-- start Data provided --

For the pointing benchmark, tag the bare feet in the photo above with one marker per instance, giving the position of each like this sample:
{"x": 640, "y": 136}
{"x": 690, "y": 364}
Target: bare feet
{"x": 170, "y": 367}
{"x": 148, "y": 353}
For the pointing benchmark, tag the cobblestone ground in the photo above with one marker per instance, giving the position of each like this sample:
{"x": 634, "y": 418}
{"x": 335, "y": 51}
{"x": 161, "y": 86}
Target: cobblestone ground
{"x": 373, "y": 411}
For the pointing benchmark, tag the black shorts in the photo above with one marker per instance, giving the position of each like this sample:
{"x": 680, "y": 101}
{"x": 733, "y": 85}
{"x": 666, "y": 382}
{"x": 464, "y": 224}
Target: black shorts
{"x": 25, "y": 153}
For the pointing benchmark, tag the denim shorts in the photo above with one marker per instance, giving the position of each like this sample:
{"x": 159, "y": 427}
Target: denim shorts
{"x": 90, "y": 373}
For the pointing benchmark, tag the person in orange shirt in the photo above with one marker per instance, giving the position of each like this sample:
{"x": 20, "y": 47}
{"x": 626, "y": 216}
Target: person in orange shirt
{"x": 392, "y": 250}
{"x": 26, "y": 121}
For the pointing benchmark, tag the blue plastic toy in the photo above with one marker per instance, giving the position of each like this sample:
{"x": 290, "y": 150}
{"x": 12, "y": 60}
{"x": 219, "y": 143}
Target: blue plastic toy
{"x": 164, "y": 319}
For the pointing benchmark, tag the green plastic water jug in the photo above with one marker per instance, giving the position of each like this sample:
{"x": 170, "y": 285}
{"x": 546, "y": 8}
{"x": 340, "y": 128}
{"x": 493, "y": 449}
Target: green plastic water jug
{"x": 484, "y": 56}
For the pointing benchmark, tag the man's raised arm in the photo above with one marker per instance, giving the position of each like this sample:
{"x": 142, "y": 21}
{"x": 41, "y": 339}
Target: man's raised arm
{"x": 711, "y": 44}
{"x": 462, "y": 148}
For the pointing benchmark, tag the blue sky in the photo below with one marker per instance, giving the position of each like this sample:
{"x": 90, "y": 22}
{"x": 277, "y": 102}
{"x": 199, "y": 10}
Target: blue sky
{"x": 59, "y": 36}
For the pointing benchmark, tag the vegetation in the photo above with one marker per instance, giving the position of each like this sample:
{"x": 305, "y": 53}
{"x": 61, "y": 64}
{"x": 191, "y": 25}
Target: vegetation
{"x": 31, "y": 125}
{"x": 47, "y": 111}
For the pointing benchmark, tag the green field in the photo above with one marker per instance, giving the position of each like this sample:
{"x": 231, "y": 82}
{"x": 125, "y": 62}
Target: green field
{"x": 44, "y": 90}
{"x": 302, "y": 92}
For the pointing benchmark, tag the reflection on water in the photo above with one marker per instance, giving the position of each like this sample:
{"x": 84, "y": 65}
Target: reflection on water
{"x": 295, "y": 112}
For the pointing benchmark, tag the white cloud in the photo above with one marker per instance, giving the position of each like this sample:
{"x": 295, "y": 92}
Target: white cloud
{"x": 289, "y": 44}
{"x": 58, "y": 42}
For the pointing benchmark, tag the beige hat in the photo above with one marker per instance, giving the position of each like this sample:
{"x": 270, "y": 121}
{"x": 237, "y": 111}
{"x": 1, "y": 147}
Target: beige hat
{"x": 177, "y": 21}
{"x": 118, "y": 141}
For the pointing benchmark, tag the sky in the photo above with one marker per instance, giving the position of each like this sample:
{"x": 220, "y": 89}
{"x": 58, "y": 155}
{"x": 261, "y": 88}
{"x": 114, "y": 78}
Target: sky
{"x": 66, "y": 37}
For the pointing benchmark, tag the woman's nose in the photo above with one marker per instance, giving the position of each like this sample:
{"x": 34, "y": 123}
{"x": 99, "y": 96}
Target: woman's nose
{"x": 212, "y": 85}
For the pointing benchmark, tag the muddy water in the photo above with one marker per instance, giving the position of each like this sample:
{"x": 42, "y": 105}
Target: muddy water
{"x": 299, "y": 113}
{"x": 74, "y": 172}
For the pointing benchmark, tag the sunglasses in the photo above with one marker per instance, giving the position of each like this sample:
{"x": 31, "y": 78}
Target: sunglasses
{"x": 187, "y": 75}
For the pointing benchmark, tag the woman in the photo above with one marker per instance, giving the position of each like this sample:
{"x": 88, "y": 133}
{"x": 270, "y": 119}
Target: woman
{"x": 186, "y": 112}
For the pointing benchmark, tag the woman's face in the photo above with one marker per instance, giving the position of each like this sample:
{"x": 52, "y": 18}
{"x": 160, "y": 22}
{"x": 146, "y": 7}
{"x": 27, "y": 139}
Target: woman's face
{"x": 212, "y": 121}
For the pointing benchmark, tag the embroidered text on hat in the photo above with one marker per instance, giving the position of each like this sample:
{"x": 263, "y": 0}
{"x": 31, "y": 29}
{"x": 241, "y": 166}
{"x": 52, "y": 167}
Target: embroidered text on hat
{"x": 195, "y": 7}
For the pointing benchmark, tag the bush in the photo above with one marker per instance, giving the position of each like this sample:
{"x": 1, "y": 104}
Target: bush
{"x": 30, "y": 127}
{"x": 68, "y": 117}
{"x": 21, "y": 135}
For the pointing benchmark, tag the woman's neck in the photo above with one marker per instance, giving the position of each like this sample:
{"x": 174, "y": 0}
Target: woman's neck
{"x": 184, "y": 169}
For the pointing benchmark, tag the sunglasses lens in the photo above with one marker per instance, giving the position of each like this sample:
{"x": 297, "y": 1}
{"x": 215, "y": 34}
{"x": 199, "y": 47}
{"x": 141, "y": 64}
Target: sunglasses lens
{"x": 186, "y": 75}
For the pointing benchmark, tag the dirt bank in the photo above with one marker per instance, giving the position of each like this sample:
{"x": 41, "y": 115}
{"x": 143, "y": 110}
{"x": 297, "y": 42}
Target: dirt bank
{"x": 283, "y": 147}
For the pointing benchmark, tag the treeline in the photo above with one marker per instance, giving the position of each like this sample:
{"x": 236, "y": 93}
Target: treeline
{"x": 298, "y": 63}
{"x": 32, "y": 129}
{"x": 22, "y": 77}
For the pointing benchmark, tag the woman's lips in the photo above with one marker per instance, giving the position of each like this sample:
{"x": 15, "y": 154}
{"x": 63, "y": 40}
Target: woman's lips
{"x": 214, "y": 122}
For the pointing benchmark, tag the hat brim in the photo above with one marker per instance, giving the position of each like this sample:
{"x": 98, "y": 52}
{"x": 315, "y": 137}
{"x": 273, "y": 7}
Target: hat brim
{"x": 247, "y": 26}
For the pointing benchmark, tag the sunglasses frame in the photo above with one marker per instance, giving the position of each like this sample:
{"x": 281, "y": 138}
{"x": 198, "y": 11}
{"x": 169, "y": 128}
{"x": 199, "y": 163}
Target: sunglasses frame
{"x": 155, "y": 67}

-- end Data provided --

*To be done*: Reproduce the listing above exactly from the line containing "For the pointing benchmark, tag the dirt" through its last line, with both of those lines included.

*Output for this exercise*:
For the pointing benchmark, tag the dirt bank in the photo above with one marker per instance, giving the position of each like this sample:
{"x": 41, "y": 115}
{"x": 143, "y": 110}
{"x": 297, "y": 42}
Target: dirt bank
{"x": 283, "y": 147}
For the pointing benchmark, tag the treeline in the photo above with one marker per instance, giving the position of each like this sample:
{"x": 236, "y": 93}
Target: treeline
{"x": 298, "y": 63}
{"x": 32, "y": 129}
{"x": 22, "y": 77}
For the pointing benchmark, tag the woman's lips in the photo above with one marker per instance, giving the position of each like this sample:
{"x": 15, "y": 154}
{"x": 63, "y": 40}
Target: woman's lips
{"x": 214, "y": 122}
For the pointing benchmark, tag the hat brim in the photo above with one marker per instance, giving the position of each like this sample:
{"x": 98, "y": 52}
{"x": 315, "y": 137}
{"x": 273, "y": 7}
Target: hat brim
{"x": 247, "y": 26}
For the pointing benchmark, tag the sunglasses frame in the photo above with one marker per instance, giving the position of each like this sample:
{"x": 281, "y": 138}
{"x": 198, "y": 11}
{"x": 169, "y": 128}
{"x": 199, "y": 163}
Target: sunglasses frame
{"x": 155, "y": 67}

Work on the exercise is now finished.